(Items from a dataset)
_ _ _ _

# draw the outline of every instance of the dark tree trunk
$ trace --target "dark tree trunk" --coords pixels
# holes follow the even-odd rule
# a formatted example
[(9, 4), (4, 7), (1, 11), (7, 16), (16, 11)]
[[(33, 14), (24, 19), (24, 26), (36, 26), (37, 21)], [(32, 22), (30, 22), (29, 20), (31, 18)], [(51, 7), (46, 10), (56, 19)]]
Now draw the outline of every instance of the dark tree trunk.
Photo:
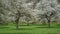
[(50, 20), (48, 20), (48, 27), (50, 28)]
[(16, 21), (15, 21), (15, 22), (16, 22), (16, 30), (18, 30), (18, 28), (19, 28), (19, 27), (18, 27), (19, 17), (16, 19)]

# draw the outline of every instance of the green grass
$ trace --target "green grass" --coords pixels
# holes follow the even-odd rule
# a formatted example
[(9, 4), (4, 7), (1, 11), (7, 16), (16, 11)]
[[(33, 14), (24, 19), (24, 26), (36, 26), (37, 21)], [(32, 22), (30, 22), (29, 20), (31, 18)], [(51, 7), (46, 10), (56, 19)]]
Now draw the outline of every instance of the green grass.
[(19, 25), (19, 30), (15, 25), (0, 25), (0, 34), (60, 34), (60, 24), (52, 24), (51, 28), (47, 25)]

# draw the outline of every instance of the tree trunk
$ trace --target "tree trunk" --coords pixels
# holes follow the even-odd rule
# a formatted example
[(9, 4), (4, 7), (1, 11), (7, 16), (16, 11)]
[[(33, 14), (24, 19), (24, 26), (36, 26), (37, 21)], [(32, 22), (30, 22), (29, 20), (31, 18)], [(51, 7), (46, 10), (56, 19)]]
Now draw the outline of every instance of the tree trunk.
[(48, 27), (50, 28), (50, 20), (48, 20)]
[(19, 17), (16, 19), (16, 21), (15, 21), (15, 22), (16, 22), (16, 30), (18, 30), (18, 28), (19, 28), (19, 27), (18, 27)]

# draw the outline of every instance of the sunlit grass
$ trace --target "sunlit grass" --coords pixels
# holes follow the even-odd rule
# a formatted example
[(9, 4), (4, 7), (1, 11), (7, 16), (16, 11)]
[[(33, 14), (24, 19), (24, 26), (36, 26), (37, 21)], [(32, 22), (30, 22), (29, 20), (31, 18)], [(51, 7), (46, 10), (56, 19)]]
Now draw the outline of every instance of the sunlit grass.
[(30, 26), (19, 25), (19, 30), (15, 29), (15, 25), (1, 25), (0, 34), (60, 34), (60, 25), (51, 24), (50, 28), (42, 24)]

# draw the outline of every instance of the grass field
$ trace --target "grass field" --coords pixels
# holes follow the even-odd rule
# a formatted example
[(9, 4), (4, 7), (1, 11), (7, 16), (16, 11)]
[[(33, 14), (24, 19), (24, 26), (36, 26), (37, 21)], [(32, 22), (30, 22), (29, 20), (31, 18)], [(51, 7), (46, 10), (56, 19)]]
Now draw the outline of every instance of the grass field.
[(15, 25), (0, 25), (0, 34), (60, 34), (60, 24), (52, 24), (51, 28), (47, 25), (20, 25), (19, 30)]

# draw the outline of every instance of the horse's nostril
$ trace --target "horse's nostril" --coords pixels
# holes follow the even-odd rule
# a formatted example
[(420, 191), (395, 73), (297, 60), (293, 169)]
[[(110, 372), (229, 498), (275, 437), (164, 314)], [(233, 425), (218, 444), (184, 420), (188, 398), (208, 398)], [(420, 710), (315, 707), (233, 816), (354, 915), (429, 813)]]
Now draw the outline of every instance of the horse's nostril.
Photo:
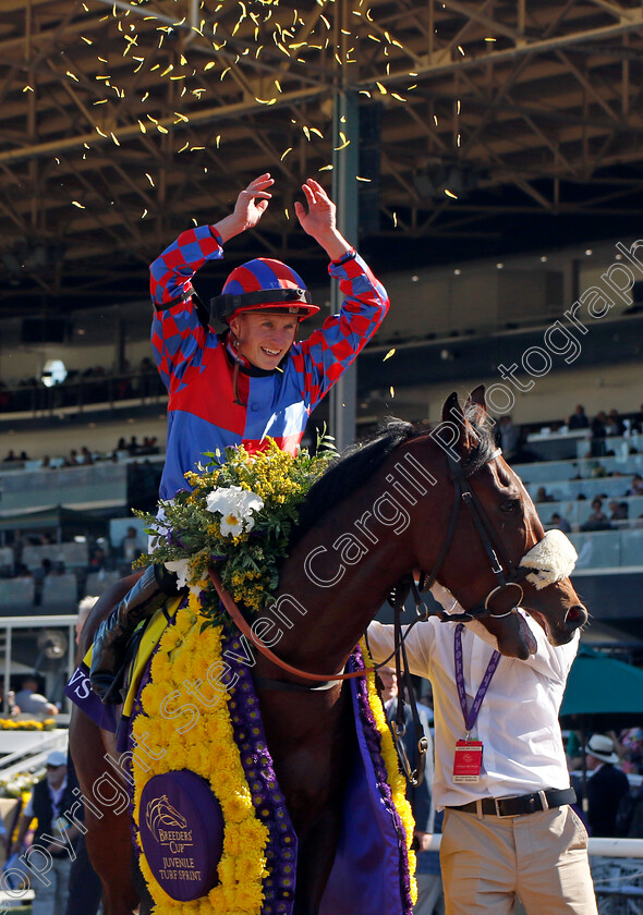
[(582, 603), (574, 603), (565, 614), (565, 622), (571, 629), (578, 629), (587, 621), (587, 611)]

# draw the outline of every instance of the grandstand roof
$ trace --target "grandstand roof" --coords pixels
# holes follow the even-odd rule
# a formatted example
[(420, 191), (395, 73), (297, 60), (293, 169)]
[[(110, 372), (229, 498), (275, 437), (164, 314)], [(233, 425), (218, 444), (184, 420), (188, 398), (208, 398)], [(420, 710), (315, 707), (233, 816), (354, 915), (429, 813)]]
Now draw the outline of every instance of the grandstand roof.
[(360, 176), (373, 180), (360, 187), (374, 205), (362, 247), (378, 263), (636, 232), (639, 0), (0, 0), (0, 314), (16, 293), (25, 314), (145, 295), (149, 260), (265, 170), (277, 196), (253, 255), (322, 271), (292, 202), (306, 176), (329, 179), (340, 85), (361, 93)]

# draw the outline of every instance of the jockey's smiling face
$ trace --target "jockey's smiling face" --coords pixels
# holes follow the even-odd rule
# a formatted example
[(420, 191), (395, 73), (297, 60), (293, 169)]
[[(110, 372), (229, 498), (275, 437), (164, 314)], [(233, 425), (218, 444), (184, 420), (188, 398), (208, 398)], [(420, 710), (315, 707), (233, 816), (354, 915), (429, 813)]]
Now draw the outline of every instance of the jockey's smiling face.
[(294, 342), (296, 315), (246, 312), (230, 318), (236, 350), (256, 368), (277, 368)]

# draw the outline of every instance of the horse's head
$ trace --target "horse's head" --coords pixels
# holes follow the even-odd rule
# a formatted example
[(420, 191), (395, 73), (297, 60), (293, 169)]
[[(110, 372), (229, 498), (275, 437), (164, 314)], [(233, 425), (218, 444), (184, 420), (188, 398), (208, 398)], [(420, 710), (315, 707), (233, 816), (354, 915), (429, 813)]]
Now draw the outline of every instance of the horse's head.
[(459, 504), (448, 509), (457, 515), (438, 581), (473, 611), (504, 655), (525, 659), (535, 650), (518, 606), (551, 645), (566, 644), (587, 620), (569, 581), (575, 552), (560, 532), (545, 535), (529, 492), (496, 449), (484, 388), (476, 388), (464, 411), (451, 394), (432, 437), (442, 467), (449, 466), (451, 505)]

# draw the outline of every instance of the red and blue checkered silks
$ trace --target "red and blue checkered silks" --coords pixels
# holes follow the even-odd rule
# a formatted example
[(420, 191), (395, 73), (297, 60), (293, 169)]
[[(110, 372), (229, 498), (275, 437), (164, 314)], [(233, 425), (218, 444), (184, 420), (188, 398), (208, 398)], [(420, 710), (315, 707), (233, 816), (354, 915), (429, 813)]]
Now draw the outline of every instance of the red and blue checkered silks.
[[(345, 296), (339, 315), (327, 318), (307, 340), (294, 343), (275, 371), (242, 363), (238, 379), (242, 403), (235, 403), (232, 351), (225, 337), (199, 321), (191, 295), (199, 267), (222, 256), (216, 230), (201, 225), (179, 235), (150, 266), (151, 298), (162, 309), (154, 317), (151, 345), (170, 394), (161, 499), (172, 499), (187, 487), (184, 474), (195, 469), (205, 451), (243, 443), (254, 452), (270, 436), (284, 451), (294, 453), (312, 411), (388, 310), (386, 290), (362, 258), (349, 252), (328, 268)], [(239, 269), (243, 268), (236, 268), (228, 282)], [(304, 288), (301, 278), (286, 269)], [(255, 276), (254, 269), (250, 272)]]

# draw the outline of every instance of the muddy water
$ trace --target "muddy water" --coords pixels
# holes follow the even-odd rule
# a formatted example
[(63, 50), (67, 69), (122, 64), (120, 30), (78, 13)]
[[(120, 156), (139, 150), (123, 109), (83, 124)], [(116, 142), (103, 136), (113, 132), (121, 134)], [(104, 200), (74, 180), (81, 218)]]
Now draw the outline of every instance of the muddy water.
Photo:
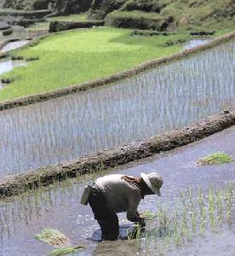
[[(222, 187), (228, 181), (234, 182), (235, 162), (221, 166), (196, 164), (199, 158), (215, 151), (225, 151), (235, 156), (235, 126), (166, 154), (156, 155), (132, 166), (119, 167), (115, 172), (139, 176), (140, 172), (158, 171), (164, 179), (163, 196), (157, 198), (155, 195), (148, 195), (139, 207), (140, 212), (154, 212), (158, 202), (170, 205), (174, 199), (179, 196), (178, 192), (186, 189), (186, 186), (191, 186), (192, 192), (195, 192), (198, 185), (205, 189), (212, 184)], [(89, 177), (89, 180), (92, 183), (93, 178)], [(77, 255), (122, 255), (125, 250), (129, 255), (135, 255), (136, 253), (146, 255), (143, 252), (139, 252), (136, 244), (133, 245), (128, 241), (97, 244), (90, 241), (91, 237), (99, 237), (100, 231), (90, 208), (78, 204), (85, 183), (77, 180), (69, 182), (70, 184), (62, 183), (45, 191), (35, 191), (16, 197), (9, 202), (0, 203), (1, 256), (45, 255), (53, 248), (33, 238), (35, 234), (40, 233), (45, 227), (59, 229), (69, 236), (73, 243), (86, 245), (86, 250)], [(127, 225), (124, 213), (119, 214), (119, 220), (124, 232)], [(221, 237), (218, 244), (214, 240), (205, 239), (202, 245), (205, 244), (206, 248), (198, 248), (200, 240), (196, 239), (192, 244), (192, 249), (189, 244), (186, 248), (179, 249), (181, 253), (177, 255), (184, 255), (186, 249), (187, 252), (206, 251), (207, 255), (211, 255), (215, 250), (213, 245), (215, 248), (218, 245), (222, 246), (223, 249), (220, 247), (218, 252), (225, 254), (220, 255), (230, 255), (228, 253), (232, 249), (234, 252), (235, 246), (234, 241), (227, 237), (231, 237), (232, 232), (232, 230), (225, 230), (221, 235), (226, 238), (223, 240), (221, 235), (218, 236)], [(120, 252), (120, 254), (117, 254), (117, 252)], [(176, 255), (175, 252), (177, 251), (171, 251), (170, 255)], [(156, 251), (152, 255), (156, 255)]]
[(209, 39), (194, 39), (194, 40), (190, 40), (186, 44), (184, 44), (183, 48), (184, 49), (192, 49), (197, 46), (200, 46), (203, 44), (205, 44), (209, 43)]
[(15, 42), (10, 42), (0, 49), (0, 52), (5, 53), (13, 49), (16, 49), (20, 47), (25, 46), (29, 43), (29, 40), (19, 40)]
[(161, 134), (234, 106), (234, 59), (230, 43), (116, 84), (0, 113), (0, 177)]

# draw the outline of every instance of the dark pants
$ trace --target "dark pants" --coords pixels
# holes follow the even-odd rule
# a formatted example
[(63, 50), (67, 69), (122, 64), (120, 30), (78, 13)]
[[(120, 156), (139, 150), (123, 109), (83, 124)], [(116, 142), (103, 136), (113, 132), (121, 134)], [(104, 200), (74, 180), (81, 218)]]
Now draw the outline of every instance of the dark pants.
[(118, 215), (108, 207), (106, 199), (100, 189), (93, 188), (89, 198), (95, 218), (100, 226), (102, 240), (117, 240), (119, 235)]

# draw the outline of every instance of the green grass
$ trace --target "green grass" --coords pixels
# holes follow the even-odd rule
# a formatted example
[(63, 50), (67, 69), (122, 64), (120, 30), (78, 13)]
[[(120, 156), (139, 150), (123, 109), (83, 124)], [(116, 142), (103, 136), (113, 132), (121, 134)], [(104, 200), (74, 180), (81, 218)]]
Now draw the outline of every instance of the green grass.
[(221, 165), (232, 161), (232, 158), (224, 152), (212, 153), (198, 161), (198, 165)]
[(49, 30), (50, 21), (86, 21), (88, 20), (86, 14), (71, 15), (67, 16), (55, 16), (47, 18), (45, 21), (37, 22), (29, 26), (26, 30), (29, 32), (37, 32)]
[(70, 15), (66, 16), (55, 16), (48, 18), (49, 21), (85, 21), (87, 20), (86, 14)]
[(35, 238), (52, 246), (63, 247), (69, 245), (69, 239), (60, 230), (54, 229), (44, 229), (40, 234), (35, 235)]
[(59, 248), (54, 249), (51, 252), (49, 252), (49, 256), (60, 256), (60, 255), (66, 255), (76, 253), (78, 249), (83, 248), (82, 246), (69, 247), (69, 248)]
[(2, 76), (14, 82), (1, 90), (0, 102), (77, 84), (135, 67), (182, 49), (167, 42), (189, 39), (186, 34), (130, 37), (131, 30), (100, 27), (53, 34), (33, 47), (12, 55), (38, 61)]

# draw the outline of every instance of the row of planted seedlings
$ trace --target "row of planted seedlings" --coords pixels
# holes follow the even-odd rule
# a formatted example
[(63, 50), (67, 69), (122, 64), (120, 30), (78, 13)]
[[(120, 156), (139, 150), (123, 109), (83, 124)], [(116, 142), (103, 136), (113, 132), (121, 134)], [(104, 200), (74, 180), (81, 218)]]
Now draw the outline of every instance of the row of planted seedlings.
[(38, 180), (29, 180), (28, 186), (16, 187), (17, 195), (0, 198), (0, 241), (3, 236), (11, 236), (20, 221), (29, 224), (33, 216), (42, 216), (58, 204), (66, 203), (70, 197), (75, 197), (78, 204), (84, 185), (107, 172), (100, 164), (96, 170), (90, 168), (88, 173), (74, 178), (70, 178), (67, 173), (54, 177), (48, 186), (44, 186), (39, 177)]
[[(146, 231), (137, 231), (136, 245), (145, 255), (162, 255), (188, 245), (205, 232), (219, 232), (235, 224), (235, 183), (198, 191), (187, 188), (169, 205), (158, 203), (155, 213), (146, 212)], [(137, 228), (138, 229), (138, 228)], [(136, 230), (134, 230), (135, 232)], [(129, 234), (132, 238), (132, 234)]]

_ _ _ _

Please turn the lines starting at the one containing "# draw the outline of every instance of the grass" and ending at the one containing "621), (587, 611)]" into a numbered list, with blank lines dropped. Leave the pictures out of your answer.

1. # draw the outline of every instance of the grass field
2. $ trace --target "grass field" --coords pixels
3. # holes follow the even-odd rule
4. # a formatted example
5. [(9, 4), (4, 7), (1, 11), (7, 16), (16, 11)]
6. [[(33, 14), (24, 19), (24, 26), (36, 26), (37, 21)], [(32, 22), (30, 22), (29, 20), (31, 18)], [(51, 7), (46, 10), (56, 19)]]
7. Now draw the outline of every instance of the grass field.
8. [(15, 25), (0, 25), (0, 34), (60, 34), (60, 24), (52, 24), (51, 28), (47, 25), (20, 25), (19, 30)]
9. # draw the outline of every instance of the horse's nostril
10. $ trace --target "horse's nostril" --coords pixels
11. # holes follow the even-odd rule
12. # a formatted example
13. [(420, 191), (395, 73), (297, 60), (293, 169)]
14. [[(110, 372), (229, 498), (275, 437), (164, 314)], [(233, 425), (218, 444), (184, 420), (188, 398), (208, 398)], [(420, 710), (315, 707), (233, 816), (354, 915), (429, 813)]]
15. Now draw the outline of every instance of the horse's nostril.
16. Photo:
17. [(582, 603), (574, 603), (565, 614), (565, 622), (571, 629), (578, 629), (587, 621), (587, 611)]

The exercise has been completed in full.